_Objective_
Copy the data below character for character.

_Records provided_
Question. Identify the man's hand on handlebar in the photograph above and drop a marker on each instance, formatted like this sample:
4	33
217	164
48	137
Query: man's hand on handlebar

_Expected answer_
Question. Identify the man's hand on handlebar in the photograph above and drop a marker on each instance, formatted like this sample:
4	33
217	164
48	137
Query: man's hand on handlebar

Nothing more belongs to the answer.